Given data:

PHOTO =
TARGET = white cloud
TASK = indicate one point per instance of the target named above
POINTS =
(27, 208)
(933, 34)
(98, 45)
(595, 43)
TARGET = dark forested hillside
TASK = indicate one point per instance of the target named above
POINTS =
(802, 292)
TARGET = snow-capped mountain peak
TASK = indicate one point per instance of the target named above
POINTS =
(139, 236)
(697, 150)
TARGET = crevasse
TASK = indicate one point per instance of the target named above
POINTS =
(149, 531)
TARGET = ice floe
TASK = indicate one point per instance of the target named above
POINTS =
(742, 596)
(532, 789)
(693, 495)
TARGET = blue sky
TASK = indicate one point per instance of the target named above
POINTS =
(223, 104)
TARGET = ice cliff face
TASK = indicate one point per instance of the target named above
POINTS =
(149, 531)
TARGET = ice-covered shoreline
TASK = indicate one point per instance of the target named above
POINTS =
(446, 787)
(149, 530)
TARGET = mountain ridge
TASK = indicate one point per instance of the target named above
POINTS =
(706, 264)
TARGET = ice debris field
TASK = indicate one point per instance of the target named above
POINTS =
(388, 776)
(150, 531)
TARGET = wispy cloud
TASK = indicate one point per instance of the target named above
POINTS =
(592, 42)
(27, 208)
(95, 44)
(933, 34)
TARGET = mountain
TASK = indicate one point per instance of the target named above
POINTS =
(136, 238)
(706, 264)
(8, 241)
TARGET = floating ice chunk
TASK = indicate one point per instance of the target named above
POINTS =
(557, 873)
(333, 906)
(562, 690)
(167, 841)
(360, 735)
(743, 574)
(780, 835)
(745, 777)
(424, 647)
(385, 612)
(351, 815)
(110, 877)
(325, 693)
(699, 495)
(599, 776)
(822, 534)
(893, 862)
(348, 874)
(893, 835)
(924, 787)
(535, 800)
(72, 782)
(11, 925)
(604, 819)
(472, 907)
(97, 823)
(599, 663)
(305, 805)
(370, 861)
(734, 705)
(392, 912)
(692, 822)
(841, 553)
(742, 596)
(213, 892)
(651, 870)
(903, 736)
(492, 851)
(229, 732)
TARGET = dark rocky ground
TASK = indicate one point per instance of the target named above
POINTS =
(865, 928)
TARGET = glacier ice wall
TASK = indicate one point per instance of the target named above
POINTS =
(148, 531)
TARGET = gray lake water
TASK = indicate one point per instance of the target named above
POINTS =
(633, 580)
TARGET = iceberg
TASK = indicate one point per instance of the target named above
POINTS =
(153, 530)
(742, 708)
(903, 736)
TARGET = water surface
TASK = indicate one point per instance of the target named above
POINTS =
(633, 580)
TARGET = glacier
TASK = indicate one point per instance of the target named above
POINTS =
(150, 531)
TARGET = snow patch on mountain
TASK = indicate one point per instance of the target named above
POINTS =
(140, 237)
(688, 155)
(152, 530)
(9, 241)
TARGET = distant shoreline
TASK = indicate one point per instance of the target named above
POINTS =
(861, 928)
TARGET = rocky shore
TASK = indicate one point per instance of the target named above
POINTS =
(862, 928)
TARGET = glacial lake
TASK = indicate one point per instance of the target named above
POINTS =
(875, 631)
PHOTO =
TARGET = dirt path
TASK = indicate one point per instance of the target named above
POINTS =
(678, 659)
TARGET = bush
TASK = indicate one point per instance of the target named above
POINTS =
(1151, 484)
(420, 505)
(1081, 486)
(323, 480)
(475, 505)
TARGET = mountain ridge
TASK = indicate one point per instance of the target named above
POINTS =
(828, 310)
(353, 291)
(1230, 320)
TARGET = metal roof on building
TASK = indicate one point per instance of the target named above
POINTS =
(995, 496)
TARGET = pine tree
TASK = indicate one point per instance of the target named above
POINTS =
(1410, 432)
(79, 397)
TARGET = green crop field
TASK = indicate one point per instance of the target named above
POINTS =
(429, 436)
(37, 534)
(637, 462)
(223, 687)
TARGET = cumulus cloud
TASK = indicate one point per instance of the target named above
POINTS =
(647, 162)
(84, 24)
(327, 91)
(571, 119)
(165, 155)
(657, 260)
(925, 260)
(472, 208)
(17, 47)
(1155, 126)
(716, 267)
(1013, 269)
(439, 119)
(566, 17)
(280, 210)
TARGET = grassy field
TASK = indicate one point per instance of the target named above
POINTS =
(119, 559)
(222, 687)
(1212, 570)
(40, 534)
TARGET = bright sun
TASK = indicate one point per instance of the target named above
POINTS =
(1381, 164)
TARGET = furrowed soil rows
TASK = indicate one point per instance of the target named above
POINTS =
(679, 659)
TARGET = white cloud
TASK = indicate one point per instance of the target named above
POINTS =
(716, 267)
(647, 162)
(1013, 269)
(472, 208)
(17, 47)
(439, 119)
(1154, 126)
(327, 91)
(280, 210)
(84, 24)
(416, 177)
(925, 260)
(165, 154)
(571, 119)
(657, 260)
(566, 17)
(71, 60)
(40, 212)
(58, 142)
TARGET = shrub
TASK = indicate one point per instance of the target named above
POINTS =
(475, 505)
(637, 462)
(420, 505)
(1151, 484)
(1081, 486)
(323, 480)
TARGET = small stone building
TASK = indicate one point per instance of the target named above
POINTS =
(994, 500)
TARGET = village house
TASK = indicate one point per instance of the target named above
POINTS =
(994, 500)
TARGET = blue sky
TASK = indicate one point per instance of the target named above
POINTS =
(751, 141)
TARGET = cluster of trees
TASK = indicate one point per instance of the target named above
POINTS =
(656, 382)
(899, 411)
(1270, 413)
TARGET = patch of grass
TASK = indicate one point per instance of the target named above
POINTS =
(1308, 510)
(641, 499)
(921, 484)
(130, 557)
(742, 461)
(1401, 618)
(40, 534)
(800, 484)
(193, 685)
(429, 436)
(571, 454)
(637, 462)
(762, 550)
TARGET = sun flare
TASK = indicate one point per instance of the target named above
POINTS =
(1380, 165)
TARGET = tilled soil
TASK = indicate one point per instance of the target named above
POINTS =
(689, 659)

Given instruction: Generate an exact reproduction of all entries.

Correct answer:
PHOTO =
TARGET = white cloud
TASK = indicate one point per instance of the target named above
POINTS =
(27, 208)
(933, 34)
(98, 45)
(595, 43)
TARGET = dark forested hillside
TASK = indicate one point per instance of the target named above
POINTS =
(802, 292)
TARGET = snow-capped mountain peak
TASK = indicate one point per instance of the target named above
POINTS =
(139, 236)
(697, 150)
TARGET = crevasse
TASK = indicate one point per instance of the target named above
POINTS =
(149, 531)
TARGET = ice floe
TASK = indicate one point per instance of the target named above
POINTS =
(742, 596)
(532, 789)
(693, 495)
TARGET = blue sky
TASK = indicate one point per instance of the target named above
POINTS =
(223, 104)
TARGET = ice cliff face
TASK = indicate one point per instance of the target named above
POINTS =
(149, 531)
TARGET = ice-covered shoreline
TASK = indicate one point per instance of the target named above
POINTS =
(446, 787)
(149, 530)
TARGET = mountain ridge
TASK = indicate one point per instance of the target named above
POINTS =
(706, 264)
TARGET = ice debris field
TASK = indicate one point per instance of the target named above
POINTS =
(388, 776)
(150, 531)
TARGET = wispy cloud
TASK = indicate one point per instance of the target named above
POINTS =
(592, 42)
(27, 208)
(95, 44)
(933, 34)
TARGET = mountain
TASK = indicate one point per instance of the target named above
POINTS =
(136, 238)
(706, 264)
(8, 241)
TARGET = floating ice chunk
TASK = indicate one point per instance of the target named above
POINTS =
(557, 873)
(333, 906)
(562, 690)
(167, 841)
(360, 735)
(743, 574)
(780, 835)
(745, 777)
(424, 647)
(385, 612)
(351, 815)
(110, 877)
(325, 693)
(699, 495)
(599, 776)
(822, 534)
(893, 862)
(348, 874)
(893, 835)
(924, 787)
(535, 800)
(72, 782)
(11, 925)
(604, 819)
(472, 907)
(97, 823)
(599, 663)
(305, 805)
(370, 861)
(734, 705)
(392, 912)
(692, 822)
(841, 553)
(742, 596)
(213, 892)
(651, 870)
(903, 736)
(492, 851)
(229, 732)
TARGET = dark rocky ground
TASK = indicate one point per instance of the target named above
POINTS =
(865, 928)
TARGET = glacier ice wall
TASK = indicate one point per instance of the target named above
POINTS =
(148, 531)
TARGET = gray lake water
TASK = indicate one point per instance of the target named above
POINTS =
(633, 580)
TARGET = iceberg
TASK = indicate one point per instance of the target named above
POINTS =
(153, 530)
(742, 708)
(903, 736)
TARGET = water surface
TASK = indicate one point per instance of the target named above
POINTS =
(633, 580)
TARGET = glacier
TASK = indicate one point per instance of the target named above
POINTS =
(150, 531)
TARGET = snow patch on mountain
TASK = indicate one point per instance of the target named above
POINTS =
(140, 237)
(688, 155)
(152, 530)
(9, 241)
TARGET = distant shoreline
TASK = indicate one point per instance of the target named above
POINTS =
(861, 928)
TARGET = rocky shore
TASK = indicate one point per instance of the target named above
POINTS =
(862, 928)
TARGET = glacial lake
TASK = indicate one point per instance of the target named above
POINTS =
(875, 631)
PHOTO =
TARGET = dirt path
TASK = indicate one point per instance of the target named above
POINTS =
(678, 659)
TARGET = bush
TASK = indicate one point per instance of the target named above
POINTS =
(1151, 484)
(420, 505)
(1081, 486)
(323, 480)
(475, 505)
TARGET = mountain ridge
TASK = indicate one point per instance of the target named above
POINTS =
(828, 310)
(353, 291)
(1230, 320)
TARGET = metal roof on building
TASK = indicate one point per instance of the target named above
POINTS =
(995, 496)
TARGET = pine tree
TASK = indicate one point per instance of the target named above
POINTS =
(1410, 432)
(79, 397)
TARGET = green crop field
TASK = indicate one point per instance of the target named above
POINTS =
(429, 436)
(37, 534)
(637, 462)
(223, 687)
TARGET = cumulus cloud
TASK = indicate one point per instance of the target named above
POINTS =
(647, 162)
(84, 24)
(327, 91)
(571, 119)
(165, 155)
(657, 260)
(925, 260)
(472, 208)
(17, 47)
(1155, 126)
(716, 267)
(1013, 269)
(439, 119)
(566, 17)
(280, 210)
TARGET = grassy field
TASK = indicate one point per instance of the target named above
POINTS =
(119, 559)
(222, 687)
(1212, 570)
(40, 534)
TARGET = bright sun
TASK = indicate one point per instance of the target named above
POINTS =
(1381, 164)
TARGET = furrowed soil rows
TASK = indicate one point per instance of the target named above
POINTS =
(679, 659)
TARGET = white cloud
TASK = indicate one point per instance of the target named above
POINTS =
(716, 267)
(647, 162)
(1013, 269)
(472, 208)
(17, 47)
(439, 119)
(1154, 126)
(327, 91)
(280, 210)
(84, 24)
(416, 177)
(925, 260)
(165, 154)
(571, 119)
(657, 260)
(566, 17)
(71, 60)
(40, 212)
(58, 142)
TARGET = shrub
TASK = indicate one point per instance of the target named above
POINTS =
(475, 505)
(637, 462)
(420, 505)
(1151, 484)
(1081, 486)
(323, 480)
TARGET = small stone building
TASK = indicate one point per instance of the target named above
POINTS =
(994, 500)
TARGET = village house
TASK = indicate one point per instance of the target named above
POINTS =
(994, 500)
TARGET = blue sky
TASK = indicate one point per instance of the target named above
POINTS =
(751, 141)
TARGET = cluster of trees
TASK = indicate one point per instance of the target named above
POINTS =
(656, 382)
(899, 411)
(1270, 413)
TARGET = patch of grass
TASK = indicate one point per instance of the target named above
POINTS =
(1308, 510)
(641, 499)
(921, 484)
(130, 557)
(742, 461)
(1401, 618)
(40, 534)
(800, 484)
(193, 685)
(429, 436)
(571, 454)
(637, 462)
(762, 550)
TARGET = sun flare
TASK = indicate one point per instance of the target named above
POINTS =
(1380, 165)
TARGET = tilled soil
TASK = indicate one point per instance of the target named above
POINTS =
(689, 659)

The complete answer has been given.